[start]

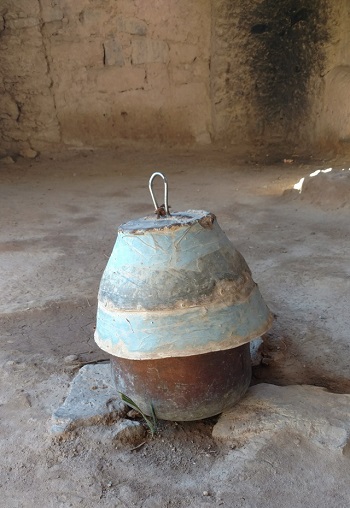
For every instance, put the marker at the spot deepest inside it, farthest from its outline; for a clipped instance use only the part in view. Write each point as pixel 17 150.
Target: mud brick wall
pixel 92 73
pixel 244 72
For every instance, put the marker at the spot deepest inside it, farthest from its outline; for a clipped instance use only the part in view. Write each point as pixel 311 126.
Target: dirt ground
pixel 59 217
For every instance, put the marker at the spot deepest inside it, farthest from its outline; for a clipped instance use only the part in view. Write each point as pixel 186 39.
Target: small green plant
pixel 150 422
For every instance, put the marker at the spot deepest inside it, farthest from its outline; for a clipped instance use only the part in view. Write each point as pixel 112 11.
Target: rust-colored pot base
pixel 185 388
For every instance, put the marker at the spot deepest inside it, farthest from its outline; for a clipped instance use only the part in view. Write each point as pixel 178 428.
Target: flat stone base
pixel 318 415
pixel 92 399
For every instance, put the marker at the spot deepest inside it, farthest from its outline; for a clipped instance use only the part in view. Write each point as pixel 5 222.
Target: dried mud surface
pixel 59 216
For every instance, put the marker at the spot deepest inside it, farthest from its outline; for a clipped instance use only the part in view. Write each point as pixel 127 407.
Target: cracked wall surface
pixel 247 73
pixel 91 73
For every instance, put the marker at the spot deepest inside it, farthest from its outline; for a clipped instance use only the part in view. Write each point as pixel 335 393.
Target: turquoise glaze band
pixel 177 287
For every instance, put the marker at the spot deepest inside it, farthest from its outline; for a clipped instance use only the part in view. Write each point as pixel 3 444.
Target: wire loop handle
pixel 164 208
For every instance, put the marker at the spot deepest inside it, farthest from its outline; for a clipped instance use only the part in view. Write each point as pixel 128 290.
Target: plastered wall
pixel 98 72
pixel 94 72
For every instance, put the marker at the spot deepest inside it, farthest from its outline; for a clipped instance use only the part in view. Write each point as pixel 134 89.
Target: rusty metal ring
pixel 156 206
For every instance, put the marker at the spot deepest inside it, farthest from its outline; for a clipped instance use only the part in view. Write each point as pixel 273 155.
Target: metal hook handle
pixel 163 209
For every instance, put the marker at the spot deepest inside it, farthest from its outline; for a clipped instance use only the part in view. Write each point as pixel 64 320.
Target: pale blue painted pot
pixel 175 287
pixel 177 308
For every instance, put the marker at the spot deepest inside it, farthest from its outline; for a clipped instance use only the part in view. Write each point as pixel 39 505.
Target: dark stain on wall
pixel 286 41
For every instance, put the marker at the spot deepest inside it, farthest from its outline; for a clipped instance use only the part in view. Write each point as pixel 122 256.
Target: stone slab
pixel 320 416
pixel 92 398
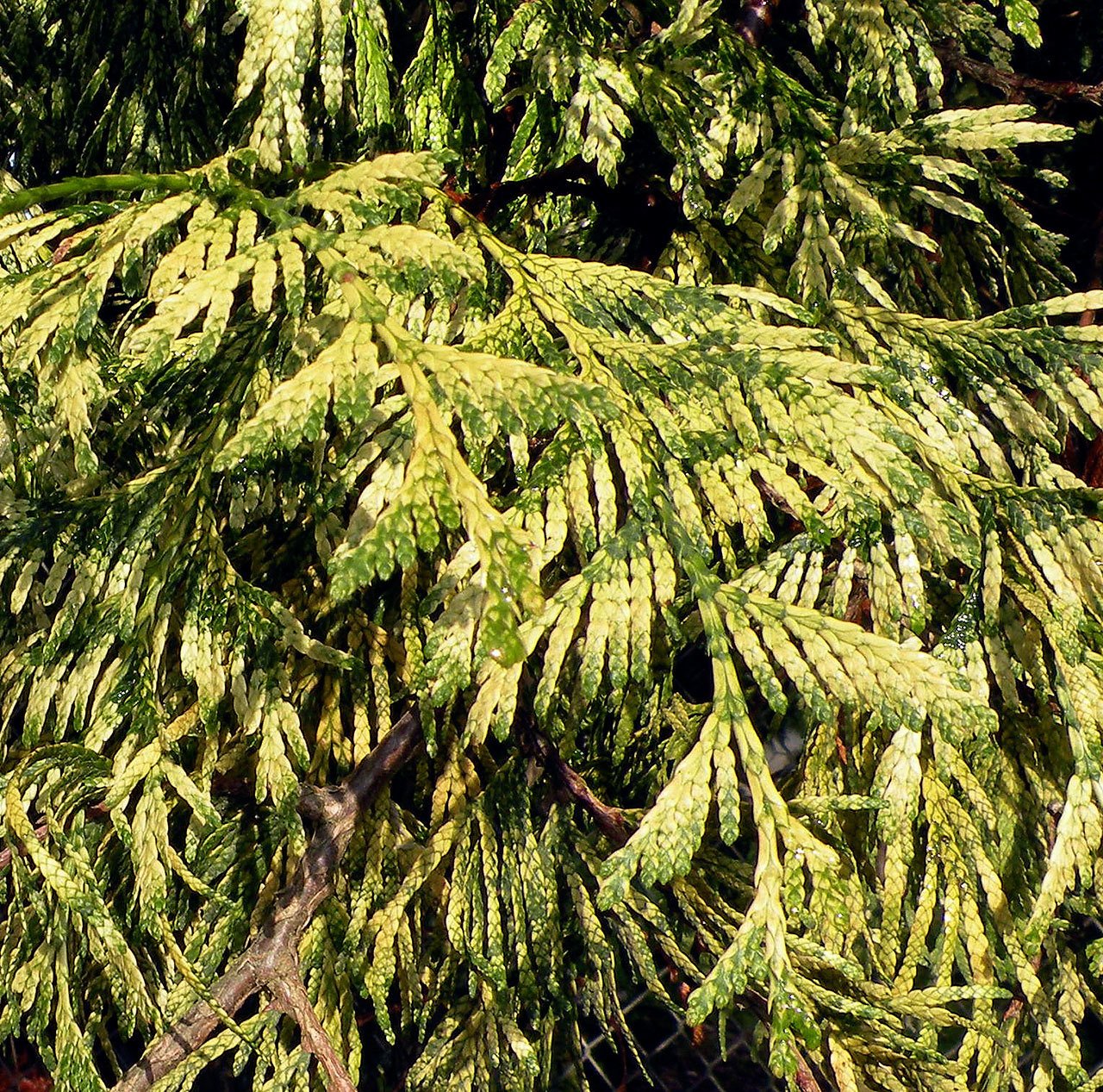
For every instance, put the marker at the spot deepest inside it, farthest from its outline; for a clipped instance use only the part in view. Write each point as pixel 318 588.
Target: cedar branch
pixel 271 958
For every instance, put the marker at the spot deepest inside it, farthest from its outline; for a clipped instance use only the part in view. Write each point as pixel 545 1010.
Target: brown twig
pixel 271 958
pixel 94 812
pixel 290 997
pixel 755 19
pixel 1013 85
pixel 610 821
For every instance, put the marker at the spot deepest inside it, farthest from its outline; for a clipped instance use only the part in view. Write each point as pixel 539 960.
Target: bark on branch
pixel 1013 85
pixel 271 958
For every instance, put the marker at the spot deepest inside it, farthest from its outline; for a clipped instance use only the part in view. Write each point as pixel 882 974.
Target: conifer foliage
pixel 444 446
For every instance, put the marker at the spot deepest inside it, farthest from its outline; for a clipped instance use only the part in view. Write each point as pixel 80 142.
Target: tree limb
pixel 271 958
pixel 1012 84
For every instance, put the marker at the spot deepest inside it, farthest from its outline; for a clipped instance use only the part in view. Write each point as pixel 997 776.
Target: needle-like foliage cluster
pixel 607 391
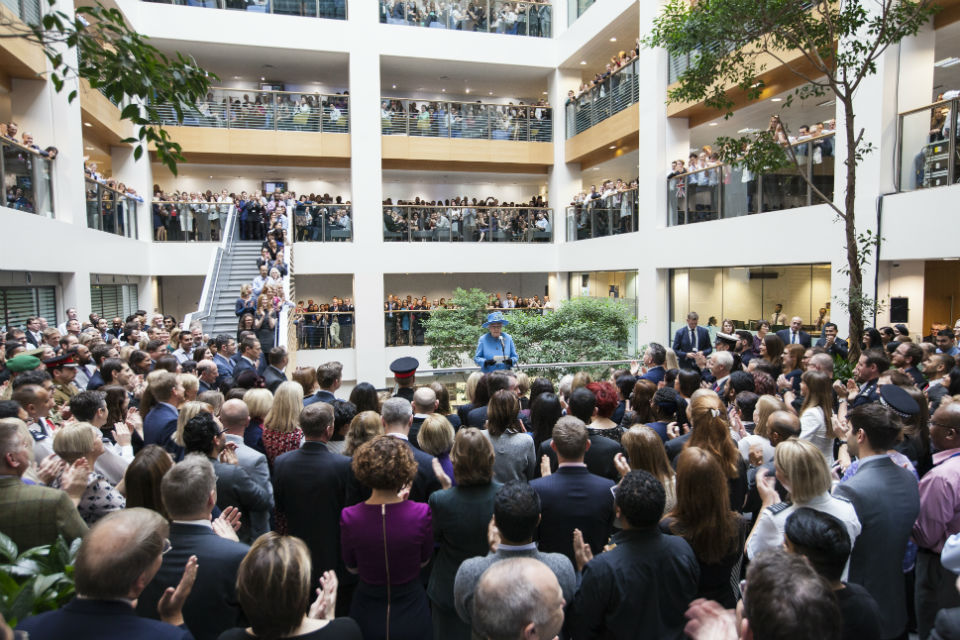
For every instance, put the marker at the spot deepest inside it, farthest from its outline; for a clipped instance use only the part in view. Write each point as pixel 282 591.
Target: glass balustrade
pixel 332 9
pixel 614 94
pixel 264 110
pixel 928 151
pixel 602 217
pixel 472 120
pixel 27 178
pixel 492 16
pixel 415 223
pixel 110 210
pixel 729 191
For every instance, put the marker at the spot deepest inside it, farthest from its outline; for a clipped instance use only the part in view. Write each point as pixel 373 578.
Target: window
pixel 19 303
pixel 108 300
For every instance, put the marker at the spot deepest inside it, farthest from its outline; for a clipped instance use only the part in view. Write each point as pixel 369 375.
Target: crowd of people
pixel 463 220
pixel 718 489
pixel 467 120
pixel 529 17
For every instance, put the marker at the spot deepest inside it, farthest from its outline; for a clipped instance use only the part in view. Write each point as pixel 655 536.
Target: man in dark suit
pixel 572 497
pixel 690 340
pixel 310 488
pixel 600 451
pixel 329 375
pixel 877 559
pixel 235 488
pixel 645 582
pixel 160 423
pixel 117 559
pixel 189 492
pixel 795 334
pixel 397 416
pixel 273 375
pixel 835 346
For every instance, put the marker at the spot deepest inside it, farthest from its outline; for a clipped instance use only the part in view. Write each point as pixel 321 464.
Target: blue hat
pixel 496 317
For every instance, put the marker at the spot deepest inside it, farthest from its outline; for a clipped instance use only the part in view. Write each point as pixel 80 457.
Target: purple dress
pixel 386 545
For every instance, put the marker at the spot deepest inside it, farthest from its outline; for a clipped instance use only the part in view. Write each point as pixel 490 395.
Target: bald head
pixel 424 400
pixel 235 416
pixel 517 598
pixel 120 554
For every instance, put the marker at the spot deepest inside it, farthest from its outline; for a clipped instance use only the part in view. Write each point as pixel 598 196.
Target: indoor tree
pixel 732 42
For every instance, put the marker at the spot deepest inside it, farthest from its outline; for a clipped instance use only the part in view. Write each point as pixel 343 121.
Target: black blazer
pixel 877 557
pixel 573 498
pixel 310 489
pixel 599 457
pixel 212 605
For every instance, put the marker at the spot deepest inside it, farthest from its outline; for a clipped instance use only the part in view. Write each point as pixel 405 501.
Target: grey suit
pixel 876 562
pixel 470 571
pixel 255 464
pixel 235 488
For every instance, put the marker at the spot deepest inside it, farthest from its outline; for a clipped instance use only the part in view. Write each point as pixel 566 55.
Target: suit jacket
pixel 33 515
pixel 839 347
pixel 877 557
pixel 212 606
pixel 310 488
pixel 640 588
pixel 573 498
pixel 159 425
pixel 82 619
pixel 255 464
pixel 682 345
pixel 320 396
pixel 599 457
pixel 784 334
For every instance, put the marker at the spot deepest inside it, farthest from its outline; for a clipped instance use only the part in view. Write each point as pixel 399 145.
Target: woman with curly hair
pixel 387 539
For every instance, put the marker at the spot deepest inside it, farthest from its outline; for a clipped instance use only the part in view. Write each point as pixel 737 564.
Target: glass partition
pixel 602 217
pixel 928 151
pixel 417 223
pixel 332 9
pixel 476 120
pixel 524 18
pixel 322 222
pixel 265 110
pixel 729 191
pixel 27 178
pixel 110 210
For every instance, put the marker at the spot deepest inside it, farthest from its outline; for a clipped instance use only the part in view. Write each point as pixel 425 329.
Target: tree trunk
pixel 855 284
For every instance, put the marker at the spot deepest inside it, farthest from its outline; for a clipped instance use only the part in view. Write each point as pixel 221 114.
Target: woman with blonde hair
pixel 711 432
pixel 364 427
pixel 801 469
pixel 83 440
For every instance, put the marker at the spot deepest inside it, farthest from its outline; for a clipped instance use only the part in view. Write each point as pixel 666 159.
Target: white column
pixel 565 178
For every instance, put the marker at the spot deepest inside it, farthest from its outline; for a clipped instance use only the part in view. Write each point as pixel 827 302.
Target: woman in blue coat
pixel 495 350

[end]

* AIM *
Copy out word for word everything from the start of the listing down through the line containing "pixel 92 399", with that line included. Leave the pictures out of your answer.

* ANSWER FOR THE TASK *
For every instance, put the marker at the spot deepest inside it, farthest from its outline; for a clipped instance use only the part in view. Write each point as pixel 17 150.
Target: mud brick wall
pixel 92 73
pixel 244 72
For every instance, put the marker at the spot deepest inside it, farthest from its outline; for a clipped instance use only the part in view. Write each point as pixel 311 126.
Target: dirt ground
pixel 59 217
For every instance, put the marker at the spot deepest inside it, farthest from its outline; for a clipped instance use only the part in view. Write each point as pixel 186 39.
Target: small green plant
pixel 150 422
For every instance, put the marker at the spot deepest inside it, farthest from its outline; for a clipped instance use only the part in view. Write each point as pixel 112 11.
Target: rust-colored pot base
pixel 185 388
For every instance, put the marker at the spot deepest inside it, farthest from its outline; for a clipped instance use only the part in view. Write each point as pixel 178 428.
Target: flat stone base
pixel 318 415
pixel 92 399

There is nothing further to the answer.